* [Instruction]: Format the data below as a Markdown table with the columns Index and Entry. Give each non-blank line its own row, numbered in order.

════════════════

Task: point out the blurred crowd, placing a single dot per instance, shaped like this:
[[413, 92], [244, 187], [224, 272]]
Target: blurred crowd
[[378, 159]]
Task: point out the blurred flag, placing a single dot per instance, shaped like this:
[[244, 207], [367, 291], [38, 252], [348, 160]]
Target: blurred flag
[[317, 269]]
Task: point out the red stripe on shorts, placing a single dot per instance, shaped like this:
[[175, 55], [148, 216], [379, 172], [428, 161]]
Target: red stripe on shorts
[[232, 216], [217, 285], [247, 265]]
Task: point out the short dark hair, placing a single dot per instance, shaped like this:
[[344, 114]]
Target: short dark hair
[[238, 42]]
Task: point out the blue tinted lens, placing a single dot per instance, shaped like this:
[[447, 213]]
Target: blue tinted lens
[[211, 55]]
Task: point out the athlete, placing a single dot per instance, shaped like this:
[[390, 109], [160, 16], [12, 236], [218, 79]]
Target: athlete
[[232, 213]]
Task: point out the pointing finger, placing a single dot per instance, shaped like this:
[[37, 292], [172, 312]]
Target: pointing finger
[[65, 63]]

════════════════

* [Result]:
| Index | Entry |
|---|---|
| 1 | Task: point out the blurred crowd, placing a single dot per instance, shaped like this: |
| 2 | [[413, 92], [244, 187], [224, 272]] |
| 3 | Target: blurred crowd |
| 4 | [[378, 159]] |
| 5 | Task: point out the blurred flag, placing a single dot per instance, shaped like this: |
| 6 | [[244, 207], [367, 291], [38, 252], [348, 160]] |
| 7 | Target: blurred flag |
| 8 | [[317, 269]] |
| 9 | Task: point out the red stripe on shorts, placing a single dot per instance, shaped like this: |
| 10 | [[175, 55], [148, 216], [379, 172], [428, 161]] |
| 11 | Target: red stripe on shorts |
| 12 | [[232, 216], [217, 285], [247, 265]] |
| 13 | Task: point out the short dark hair, placing a single dot per instance, shaped like this: |
| 14 | [[344, 114]] |
| 15 | Target: short dark hair |
| 16 | [[238, 42]] |
| 17 | Task: point out the blue tinted lens, placing a single dot per instance, shaped like this: |
| 18 | [[447, 213]] |
| 19 | Target: blue tinted lens |
| 20 | [[211, 55]] |
| 21 | Task: point out the athlete, placing a single dot per instance, shaped like this: |
| 22 | [[390, 109], [160, 16], [12, 236], [218, 79]] |
| 23 | Target: athlete |
| 24 | [[232, 213]] |
| 25 | Task: point out the pointing finger, placing a single dot per instance, shaped like this: |
| 26 | [[37, 292], [172, 312]] |
| 27 | Target: pointing finger |
| 28 | [[65, 63]] |